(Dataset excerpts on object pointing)
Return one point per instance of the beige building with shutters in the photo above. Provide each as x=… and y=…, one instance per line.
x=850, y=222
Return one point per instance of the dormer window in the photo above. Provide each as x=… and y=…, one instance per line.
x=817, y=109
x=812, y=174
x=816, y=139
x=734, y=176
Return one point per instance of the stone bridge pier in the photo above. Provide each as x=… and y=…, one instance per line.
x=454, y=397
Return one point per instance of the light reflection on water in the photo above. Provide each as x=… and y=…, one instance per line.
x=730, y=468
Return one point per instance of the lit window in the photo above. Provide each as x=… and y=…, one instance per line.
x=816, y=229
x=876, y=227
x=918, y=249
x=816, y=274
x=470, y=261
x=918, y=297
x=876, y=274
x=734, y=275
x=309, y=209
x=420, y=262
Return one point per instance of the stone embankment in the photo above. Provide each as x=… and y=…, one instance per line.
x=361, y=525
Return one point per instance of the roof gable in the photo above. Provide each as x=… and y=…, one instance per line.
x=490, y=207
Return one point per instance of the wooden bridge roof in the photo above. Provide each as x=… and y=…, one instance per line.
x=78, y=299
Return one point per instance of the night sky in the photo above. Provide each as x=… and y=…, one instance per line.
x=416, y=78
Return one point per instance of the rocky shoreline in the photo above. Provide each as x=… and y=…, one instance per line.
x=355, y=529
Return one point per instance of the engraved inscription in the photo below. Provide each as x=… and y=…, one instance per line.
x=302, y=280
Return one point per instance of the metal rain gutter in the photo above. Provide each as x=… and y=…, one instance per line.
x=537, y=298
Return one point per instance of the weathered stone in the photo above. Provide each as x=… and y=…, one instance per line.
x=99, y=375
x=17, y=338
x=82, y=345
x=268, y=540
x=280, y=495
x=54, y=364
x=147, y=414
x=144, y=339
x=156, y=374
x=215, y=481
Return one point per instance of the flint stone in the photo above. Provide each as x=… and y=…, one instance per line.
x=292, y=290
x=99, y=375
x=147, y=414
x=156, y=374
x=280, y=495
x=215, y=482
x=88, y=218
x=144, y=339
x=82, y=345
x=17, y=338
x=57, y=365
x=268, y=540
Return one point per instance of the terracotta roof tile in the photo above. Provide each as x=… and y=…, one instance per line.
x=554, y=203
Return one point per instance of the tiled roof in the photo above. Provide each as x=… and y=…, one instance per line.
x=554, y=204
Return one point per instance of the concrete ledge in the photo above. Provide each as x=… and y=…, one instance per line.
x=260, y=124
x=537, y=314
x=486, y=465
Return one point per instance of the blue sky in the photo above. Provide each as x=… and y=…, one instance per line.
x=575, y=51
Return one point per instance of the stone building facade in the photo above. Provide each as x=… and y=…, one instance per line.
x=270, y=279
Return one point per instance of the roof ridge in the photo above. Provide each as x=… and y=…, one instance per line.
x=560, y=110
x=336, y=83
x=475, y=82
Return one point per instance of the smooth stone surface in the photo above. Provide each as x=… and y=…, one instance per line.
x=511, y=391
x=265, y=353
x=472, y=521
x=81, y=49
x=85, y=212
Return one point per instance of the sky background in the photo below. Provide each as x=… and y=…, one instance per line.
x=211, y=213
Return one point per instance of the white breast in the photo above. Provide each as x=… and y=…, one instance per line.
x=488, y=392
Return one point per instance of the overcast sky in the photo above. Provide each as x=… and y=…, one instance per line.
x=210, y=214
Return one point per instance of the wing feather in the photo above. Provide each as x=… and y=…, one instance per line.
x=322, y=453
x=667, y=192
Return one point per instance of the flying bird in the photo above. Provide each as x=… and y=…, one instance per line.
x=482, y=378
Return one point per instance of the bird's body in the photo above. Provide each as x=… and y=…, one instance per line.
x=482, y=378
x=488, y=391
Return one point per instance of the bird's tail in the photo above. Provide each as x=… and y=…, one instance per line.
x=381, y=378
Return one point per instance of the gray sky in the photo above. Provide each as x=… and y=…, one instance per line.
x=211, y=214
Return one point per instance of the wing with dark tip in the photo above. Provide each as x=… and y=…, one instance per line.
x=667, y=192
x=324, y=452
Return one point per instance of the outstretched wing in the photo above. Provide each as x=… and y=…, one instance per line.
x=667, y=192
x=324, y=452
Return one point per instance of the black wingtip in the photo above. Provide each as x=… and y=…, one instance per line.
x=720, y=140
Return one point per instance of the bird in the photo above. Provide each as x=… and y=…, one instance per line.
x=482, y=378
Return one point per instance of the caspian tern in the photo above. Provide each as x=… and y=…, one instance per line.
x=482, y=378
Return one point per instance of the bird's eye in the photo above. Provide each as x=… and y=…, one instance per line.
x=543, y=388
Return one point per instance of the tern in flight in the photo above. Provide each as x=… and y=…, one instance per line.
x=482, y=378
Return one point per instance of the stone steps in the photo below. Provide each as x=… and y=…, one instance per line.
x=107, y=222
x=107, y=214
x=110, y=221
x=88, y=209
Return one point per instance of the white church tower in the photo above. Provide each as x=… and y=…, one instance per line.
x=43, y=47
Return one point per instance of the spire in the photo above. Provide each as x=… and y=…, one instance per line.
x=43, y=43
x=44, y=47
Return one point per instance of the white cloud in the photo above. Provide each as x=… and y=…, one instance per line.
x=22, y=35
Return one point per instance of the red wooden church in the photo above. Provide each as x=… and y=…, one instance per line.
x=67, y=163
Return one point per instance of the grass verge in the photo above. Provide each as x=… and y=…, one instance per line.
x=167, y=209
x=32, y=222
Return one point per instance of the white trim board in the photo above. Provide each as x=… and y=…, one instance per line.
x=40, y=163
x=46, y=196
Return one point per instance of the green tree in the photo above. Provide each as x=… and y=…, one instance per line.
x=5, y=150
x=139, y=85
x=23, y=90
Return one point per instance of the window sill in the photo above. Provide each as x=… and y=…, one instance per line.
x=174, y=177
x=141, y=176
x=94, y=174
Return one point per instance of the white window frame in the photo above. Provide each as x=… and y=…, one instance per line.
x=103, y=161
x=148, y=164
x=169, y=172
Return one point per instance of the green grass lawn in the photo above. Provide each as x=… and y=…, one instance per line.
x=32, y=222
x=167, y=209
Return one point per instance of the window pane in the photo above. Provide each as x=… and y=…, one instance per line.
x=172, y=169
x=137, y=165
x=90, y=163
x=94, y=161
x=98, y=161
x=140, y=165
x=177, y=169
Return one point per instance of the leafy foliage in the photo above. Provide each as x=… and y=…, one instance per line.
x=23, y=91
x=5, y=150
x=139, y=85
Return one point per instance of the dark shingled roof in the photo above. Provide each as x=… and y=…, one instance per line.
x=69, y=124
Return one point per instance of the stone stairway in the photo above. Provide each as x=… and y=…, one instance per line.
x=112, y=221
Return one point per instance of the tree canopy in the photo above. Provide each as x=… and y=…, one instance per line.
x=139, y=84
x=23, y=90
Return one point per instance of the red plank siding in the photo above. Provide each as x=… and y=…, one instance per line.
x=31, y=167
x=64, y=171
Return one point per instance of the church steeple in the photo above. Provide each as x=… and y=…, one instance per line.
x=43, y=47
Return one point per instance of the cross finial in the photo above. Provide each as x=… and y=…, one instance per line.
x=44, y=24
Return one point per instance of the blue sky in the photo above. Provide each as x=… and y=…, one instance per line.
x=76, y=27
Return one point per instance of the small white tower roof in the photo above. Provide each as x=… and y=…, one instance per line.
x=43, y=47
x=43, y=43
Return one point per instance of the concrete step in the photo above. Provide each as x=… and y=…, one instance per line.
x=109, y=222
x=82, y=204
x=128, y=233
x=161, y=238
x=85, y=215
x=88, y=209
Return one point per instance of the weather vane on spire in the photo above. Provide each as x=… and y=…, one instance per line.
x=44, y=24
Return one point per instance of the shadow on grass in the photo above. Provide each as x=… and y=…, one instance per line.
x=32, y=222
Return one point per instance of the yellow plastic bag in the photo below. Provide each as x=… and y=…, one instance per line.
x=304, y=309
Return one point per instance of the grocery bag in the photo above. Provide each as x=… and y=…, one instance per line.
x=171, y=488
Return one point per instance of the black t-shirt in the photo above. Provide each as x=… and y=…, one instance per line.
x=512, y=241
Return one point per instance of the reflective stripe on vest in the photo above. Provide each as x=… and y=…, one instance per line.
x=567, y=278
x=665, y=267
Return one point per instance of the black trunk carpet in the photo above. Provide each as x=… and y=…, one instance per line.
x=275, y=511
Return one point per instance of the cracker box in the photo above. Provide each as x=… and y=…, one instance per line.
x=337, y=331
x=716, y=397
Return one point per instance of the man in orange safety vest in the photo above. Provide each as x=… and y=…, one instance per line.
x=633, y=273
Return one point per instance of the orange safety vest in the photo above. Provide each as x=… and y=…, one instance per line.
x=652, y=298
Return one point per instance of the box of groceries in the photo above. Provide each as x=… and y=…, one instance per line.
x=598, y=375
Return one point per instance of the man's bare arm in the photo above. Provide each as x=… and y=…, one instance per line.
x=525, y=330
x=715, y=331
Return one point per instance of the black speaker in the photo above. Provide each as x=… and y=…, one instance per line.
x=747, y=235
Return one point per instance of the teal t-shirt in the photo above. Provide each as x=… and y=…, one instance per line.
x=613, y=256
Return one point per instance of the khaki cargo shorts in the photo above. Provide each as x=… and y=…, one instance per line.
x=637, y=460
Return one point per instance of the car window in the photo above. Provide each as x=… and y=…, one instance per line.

SHORT TASK: Output an exact copy of the lines beginning at the one that holds "Return one point per instance of the black speaker" and running through the final line of the records.

TASK OUTPUT:
Return one point per instance of the black speaker in the photo above. Provide each as x=… and y=…, one instance per line.
x=747, y=235
Return one point per instance of the teal t-shirt in the photo above. Provide each as x=… and y=…, one instance per line.
x=613, y=256
Return one point per instance of the khaki cargo shorts in the photo above. Provide each as x=… and y=…, one instance per line.
x=637, y=460
Return one point per instance of the car window in the photo above. Provide each as x=… and y=…, one instance per line.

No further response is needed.